Excerpts from point annotation data:
START

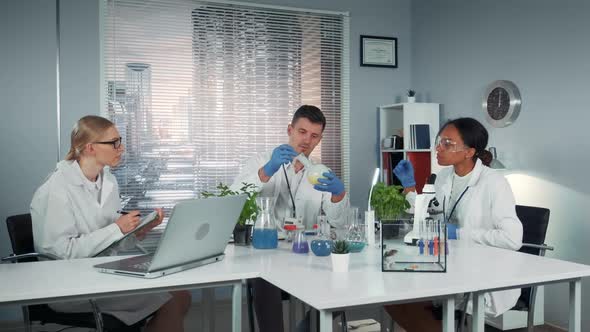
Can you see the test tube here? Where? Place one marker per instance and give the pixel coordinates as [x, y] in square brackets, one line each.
[421, 237]
[436, 237]
[429, 222]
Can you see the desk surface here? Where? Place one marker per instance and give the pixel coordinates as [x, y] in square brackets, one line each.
[307, 277]
[470, 268]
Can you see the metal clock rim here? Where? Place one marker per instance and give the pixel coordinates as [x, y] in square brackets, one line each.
[515, 103]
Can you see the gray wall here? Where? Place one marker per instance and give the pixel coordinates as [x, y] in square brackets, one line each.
[461, 46]
[28, 87]
[29, 95]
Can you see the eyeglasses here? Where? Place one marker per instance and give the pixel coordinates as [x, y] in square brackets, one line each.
[115, 143]
[446, 144]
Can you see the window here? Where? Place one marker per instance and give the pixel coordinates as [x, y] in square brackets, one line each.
[196, 88]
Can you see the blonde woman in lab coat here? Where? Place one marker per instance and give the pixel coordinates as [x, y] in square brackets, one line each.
[276, 174]
[477, 199]
[75, 216]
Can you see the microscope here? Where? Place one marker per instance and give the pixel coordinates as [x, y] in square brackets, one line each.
[425, 202]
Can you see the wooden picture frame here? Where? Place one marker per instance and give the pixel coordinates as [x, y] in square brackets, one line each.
[378, 51]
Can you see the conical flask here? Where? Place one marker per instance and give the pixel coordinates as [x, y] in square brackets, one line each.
[265, 234]
[314, 171]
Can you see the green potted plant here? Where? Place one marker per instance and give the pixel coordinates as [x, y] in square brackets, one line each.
[389, 204]
[340, 256]
[411, 96]
[243, 229]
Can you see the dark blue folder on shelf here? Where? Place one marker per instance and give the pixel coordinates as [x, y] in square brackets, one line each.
[421, 136]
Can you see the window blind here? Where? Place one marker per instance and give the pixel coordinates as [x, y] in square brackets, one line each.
[196, 88]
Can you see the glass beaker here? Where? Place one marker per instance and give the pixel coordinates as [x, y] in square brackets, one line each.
[290, 230]
[300, 244]
[321, 245]
[265, 234]
[356, 232]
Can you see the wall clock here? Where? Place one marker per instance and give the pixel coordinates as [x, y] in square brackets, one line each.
[501, 103]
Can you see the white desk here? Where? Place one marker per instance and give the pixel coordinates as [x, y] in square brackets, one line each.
[67, 280]
[473, 268]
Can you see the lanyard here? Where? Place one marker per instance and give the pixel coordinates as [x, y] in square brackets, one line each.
[294, 214]
[457, 202]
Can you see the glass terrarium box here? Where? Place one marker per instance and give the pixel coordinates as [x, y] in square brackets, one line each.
[408, 246]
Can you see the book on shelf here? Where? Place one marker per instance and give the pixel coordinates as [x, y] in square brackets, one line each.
[390, 160]
[419, 136]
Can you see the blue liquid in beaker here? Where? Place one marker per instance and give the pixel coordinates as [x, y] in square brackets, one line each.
[265, 238]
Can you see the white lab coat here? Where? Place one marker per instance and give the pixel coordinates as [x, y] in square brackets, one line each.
[486, 215]
[308, 201]
[69, 222]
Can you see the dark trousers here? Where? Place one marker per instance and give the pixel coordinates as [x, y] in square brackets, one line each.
[268, 305]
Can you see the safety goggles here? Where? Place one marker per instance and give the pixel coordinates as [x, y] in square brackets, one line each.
[446, 144]
[115, 143]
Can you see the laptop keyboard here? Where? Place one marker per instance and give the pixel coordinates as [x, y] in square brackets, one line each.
[142, 266]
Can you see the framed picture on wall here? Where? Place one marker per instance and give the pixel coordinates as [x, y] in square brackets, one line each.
[378, 51]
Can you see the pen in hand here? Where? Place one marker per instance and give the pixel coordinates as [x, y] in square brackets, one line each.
[125, 212]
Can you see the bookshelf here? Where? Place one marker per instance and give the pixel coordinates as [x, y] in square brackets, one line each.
[417, 124]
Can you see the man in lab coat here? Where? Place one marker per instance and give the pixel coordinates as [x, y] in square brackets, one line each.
[276, 174]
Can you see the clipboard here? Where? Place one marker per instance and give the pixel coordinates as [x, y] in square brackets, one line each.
[153, 216]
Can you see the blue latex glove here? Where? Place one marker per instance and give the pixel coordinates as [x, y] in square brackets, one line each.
[330, 183]
[282, 154]
[405, 173]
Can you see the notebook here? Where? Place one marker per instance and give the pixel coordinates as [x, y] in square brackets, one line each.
[153, 216]
[196, 234]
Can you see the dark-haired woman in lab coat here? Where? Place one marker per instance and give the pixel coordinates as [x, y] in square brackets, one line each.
[477, 199]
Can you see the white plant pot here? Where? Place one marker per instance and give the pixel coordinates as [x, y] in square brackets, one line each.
[340, 262]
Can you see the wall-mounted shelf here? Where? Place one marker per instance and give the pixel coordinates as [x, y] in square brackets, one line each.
[418, 124]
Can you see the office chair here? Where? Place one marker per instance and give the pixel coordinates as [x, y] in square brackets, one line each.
[20, 231]
[534, 224]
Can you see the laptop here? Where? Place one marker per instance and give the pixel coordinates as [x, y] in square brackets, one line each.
[196, 234]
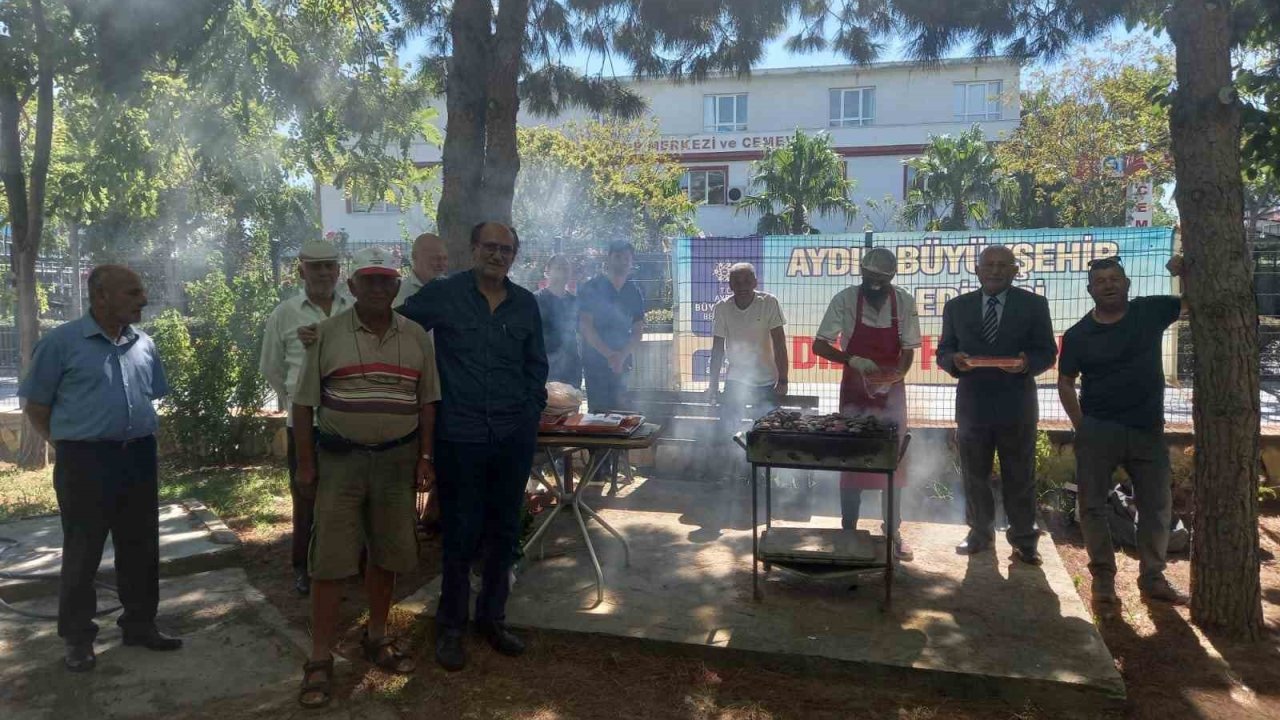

END

Please pick out every line in the items above that contains the string "blue" and copy each one. Matches must have the same case.

Can you see the dark blue folder on shelf here? Where? Place one marker per instance and give the pixel coordinates as [x, y] in square brackets, one line each.
Can you see the blue liquid in beaker here? Where? Place one marker per instance and give the pixel coordinates as [x, y] in square brackets, one line each.
Can you see the blue latex glove here? Where? Place one marker per instance and give the pixel coordinates as [x, y] in square brackets, one line each.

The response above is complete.